Cuplikan Teks –
☆ ☆ ☆ ☆ ☆
Senin, November 25Literasi Berkeadaban - Berbakti, Berkarya, Berarti

Menjadi Penulis, Tak Sekadar Royalti (1)

kasus-kontrakPunya passive income secara periodik. Nama yang dikenal. Orang-orang yang respect akan ide yang digulirkan. Dikejar-kejar penerbit. Sesekali ditampilkan media. Menerima permintaan pertemanan setiap pekan. Ada saja yang jadi follower di twitter. Ditakuti teman jika bersamaan ikut lomba menulis. Aaaah, enaknya!

Maka banyak sekali orang yang bilang: aku mau jadi penulis! Aku punya banyak ide, lho. Aku sudah buat cerita ratusan halaman. Aku kepingin nulis cerita cinta, horor, detektif, petualangan, sains fiksi dan banyaaaak lagi. Semangat membara untuk melihat cover buku dengan nama kita tercetak di sampul depan. Biografi singkat di halaman belakang ditambah foto terakhir ukuran close up dengan senyum paling manis.

Lalu beranjak 6 bulan. 1 tahun. 2 tahun. Impian itu meredup. Semangat layu. Cerita-cerita masih menumpuk di buku catatan maupun file komputer. Tapi keinginan menjadi penulis yang dipertimbangkan, lenyap secepat angin menerbangkan tetes air di musim kemarau.

aaa

Visi Besar. Great Mission.

Tahu Ibnu Khaldun, Ibnu Batuta, Kartini, Dewi Sartika? Kenal Steve Jobs? Steven Spielberg? Pernah dengar Muhammad al Fatih, Shalahuddin al Ayyubi, Napoleon Bonaparte?
☆ ☆ ☆ ☆ ☆
Soal Latihan –
Teruskan tulisan tentang menjadi penulis di atas, mulai dari sesudah kalimat terakhirnya.

Cuplikan Materi –
☆ ☆ ☆ ☆ ☆
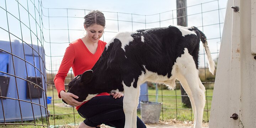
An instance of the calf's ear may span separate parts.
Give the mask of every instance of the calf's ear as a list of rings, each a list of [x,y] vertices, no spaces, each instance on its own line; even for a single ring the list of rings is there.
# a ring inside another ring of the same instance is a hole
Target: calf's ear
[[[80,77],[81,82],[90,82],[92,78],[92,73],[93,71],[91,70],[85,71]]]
☆ ☆ ☆ ☆ ☆
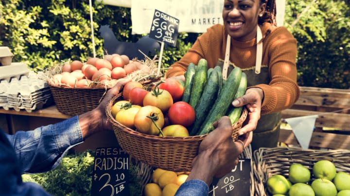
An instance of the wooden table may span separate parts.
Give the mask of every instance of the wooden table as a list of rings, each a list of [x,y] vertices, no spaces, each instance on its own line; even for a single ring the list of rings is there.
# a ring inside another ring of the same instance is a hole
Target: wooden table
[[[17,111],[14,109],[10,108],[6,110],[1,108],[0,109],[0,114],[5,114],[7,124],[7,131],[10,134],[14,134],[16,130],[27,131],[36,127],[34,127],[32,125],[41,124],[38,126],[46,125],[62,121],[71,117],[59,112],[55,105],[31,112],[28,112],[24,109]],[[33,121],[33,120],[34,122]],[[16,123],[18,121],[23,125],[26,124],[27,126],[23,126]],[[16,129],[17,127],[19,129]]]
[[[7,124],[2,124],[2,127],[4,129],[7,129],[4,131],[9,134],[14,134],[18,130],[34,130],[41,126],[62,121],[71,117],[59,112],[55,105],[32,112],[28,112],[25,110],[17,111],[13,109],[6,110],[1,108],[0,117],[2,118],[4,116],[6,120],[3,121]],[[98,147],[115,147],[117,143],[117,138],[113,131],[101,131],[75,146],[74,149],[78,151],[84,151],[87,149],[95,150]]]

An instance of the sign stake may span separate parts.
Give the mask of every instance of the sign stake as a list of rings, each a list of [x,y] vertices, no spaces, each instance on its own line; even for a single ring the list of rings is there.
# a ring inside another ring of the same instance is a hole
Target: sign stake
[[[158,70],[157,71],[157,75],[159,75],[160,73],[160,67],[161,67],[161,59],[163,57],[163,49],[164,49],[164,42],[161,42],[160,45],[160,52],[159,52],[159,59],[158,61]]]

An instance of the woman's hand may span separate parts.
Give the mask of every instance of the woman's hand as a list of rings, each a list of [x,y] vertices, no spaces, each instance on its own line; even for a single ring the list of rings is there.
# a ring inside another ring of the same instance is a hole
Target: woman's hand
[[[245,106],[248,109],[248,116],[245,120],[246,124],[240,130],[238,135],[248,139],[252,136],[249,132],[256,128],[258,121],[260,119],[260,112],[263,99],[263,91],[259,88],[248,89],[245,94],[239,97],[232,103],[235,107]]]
☆ ☆ ☆ ☆ ☆
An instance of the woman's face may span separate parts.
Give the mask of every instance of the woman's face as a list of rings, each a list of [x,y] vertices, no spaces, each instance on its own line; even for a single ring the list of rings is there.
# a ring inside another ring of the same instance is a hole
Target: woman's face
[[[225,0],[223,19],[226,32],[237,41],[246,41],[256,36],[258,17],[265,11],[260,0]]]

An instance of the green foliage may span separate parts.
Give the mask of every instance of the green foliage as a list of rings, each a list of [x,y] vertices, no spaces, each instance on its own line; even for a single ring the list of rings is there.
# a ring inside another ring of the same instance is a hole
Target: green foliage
☆ ☆ ☆ ☆ ☆
Hasil Tugas –
Yup. Orang-orang yang namanya tercatat besar dalam sejarah bukan mereka yang punya misi “average man”. Sekadar coba-coba. Sekadar punya uang saku. Sekadar punya karya. Sekadar punya buku. Meski yang ditulis awalnya cerita ringan macam teenlit, chicklit, panduan how to; bukan berarti ambisi atau cita-cita penulisnya sesederhana itu. Orang-orang yang punya keinginan bahwa karya mereka akan dikenang.

Maka, penulis harus membingkai visi misinya dalam sebuah frame besar dan hebat. Sepuluh tahun atau 20 tahun dari sekarang, tulisanku akan menjadi acuan dalam bidang penulisan fiski remaja. Atau acuan dalam bidang yang diminati seperti psikologi, resensi film, kriminal, panduan hidup, dsb. Kegagalan yang berada di tahun ke-1, ke-2 atau malah 6 bulan pertama belum terhitung sebagai kegagalan. Sebab ia masuk ke dalam sebuah outline besar, daftar isi panjang buku kehidupan kita. The Story of My Life.

So, keep moving! Sebab Steve Jobs punya misi merevolusi cara berkomunikasi manusia seantero bumi. Spielberg bosan menonton tayangan film-film TV yang tidak spektakuler. Al Ayyubi enggan lagi mendengar kafilah haji dicegat dan ditarik pajak tinggi sebelum masuk Yerusalem. Kartini dan Dewi Sartika benci perempuan selalu jadi makhluk marginal.

Aku? Kamu? Apa cita-cita besar kita?

aaa

Long Life Education. Belajar Sepanjang Hayat.

Belajar itu bukan sekolah, ya. Arti belajar itu adalah “menimbulkan satu perilaku positif yang menetap.” Jadi kalau sekolah 15 tahun tapi nggak tahu apa arti korupsi, berarti dia nggak pernah belajar.

Belajar menulis ABC supaya mahir menggunakan huruf. Belajar bahasa Indonesia dan bahasa Inggris supaya tahu bagaimana menggunakan bahasa secara tertulis dan lisan. Belajar matematika supaya tahu menggunakan logika (bukan sekadar hafal rumus dan angka!). Belajar di fakultas kedokteran supaya tahu faal, anatomi tubuh manusia juga keMaha Agungan Penciptaan. Jika ada seorang dokter yang sombong dan enggak punya sikap altruis, berarti belum belajar banyak.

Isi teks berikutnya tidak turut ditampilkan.